■ DESCRIPTION OF THE TASK ■
Exactly reproduce the lines from the top of the entries below through the line containing "box: [55, 126, 60, 151]", with both ends included.
--- SOURCE INFORMATION Enclosed Below ---
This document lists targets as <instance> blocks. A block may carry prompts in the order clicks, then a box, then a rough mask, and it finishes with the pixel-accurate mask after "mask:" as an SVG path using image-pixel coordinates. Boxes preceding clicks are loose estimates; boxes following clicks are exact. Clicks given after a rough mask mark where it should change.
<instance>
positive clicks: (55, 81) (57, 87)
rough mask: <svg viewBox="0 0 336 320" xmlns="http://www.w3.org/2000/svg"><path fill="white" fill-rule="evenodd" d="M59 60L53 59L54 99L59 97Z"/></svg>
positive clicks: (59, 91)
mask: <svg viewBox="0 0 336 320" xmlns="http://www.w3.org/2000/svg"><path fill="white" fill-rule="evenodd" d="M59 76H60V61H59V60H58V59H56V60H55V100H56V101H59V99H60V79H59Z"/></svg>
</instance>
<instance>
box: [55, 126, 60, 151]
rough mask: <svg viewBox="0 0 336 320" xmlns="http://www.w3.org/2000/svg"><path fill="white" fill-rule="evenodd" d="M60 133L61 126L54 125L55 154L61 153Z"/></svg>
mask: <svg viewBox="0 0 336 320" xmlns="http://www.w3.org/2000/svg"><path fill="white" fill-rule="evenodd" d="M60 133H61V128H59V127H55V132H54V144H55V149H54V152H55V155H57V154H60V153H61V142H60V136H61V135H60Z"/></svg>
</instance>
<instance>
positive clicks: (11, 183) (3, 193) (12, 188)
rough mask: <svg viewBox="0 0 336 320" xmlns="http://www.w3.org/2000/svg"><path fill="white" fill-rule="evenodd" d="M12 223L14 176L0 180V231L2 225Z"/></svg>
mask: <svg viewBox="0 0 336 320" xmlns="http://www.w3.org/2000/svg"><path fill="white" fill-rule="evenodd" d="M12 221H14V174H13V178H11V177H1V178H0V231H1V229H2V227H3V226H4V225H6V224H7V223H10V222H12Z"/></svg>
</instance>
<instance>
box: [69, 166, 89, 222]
--- End of Enclosed SOURCE INFORMATION ---
■ ANSWER TO THE EXERCISE ■
This document lists targets as <instance> blocks. A block may carry prompts in the order clicks, then a box, then a rough mask, and it finishes with the pixel-accurate mask after "mask:" as an SVG path using image-pixel coordinates. Boxes preceding clicks are loose estimates; boxes following clicks are exact. Clicks given after a rough mask mark where it should change.
<instance>
positive clicks: (55, 81) (57, 87)
rough mask: <svg viewBox="0 0 336 320" xmlns="http://www.w3.org/2000/svg"><path fill="white" fill-rule="evenodd" d="M59 60L53 59L54 99L59 97Z"/></svg>
positive clicks: (59, 91)
mask: <svg viewBox="0 0 336 320" xmlns="http://www.w3.org/2000/svg"><path fill="white" fill-rule="evenodd" d="M59 76H60V61H59V60H58V59H56V60H55V100H56V101H59V99H60V79H59Z"/></svg>
</instance>
<instance>
box: [55, 126, 60, 151]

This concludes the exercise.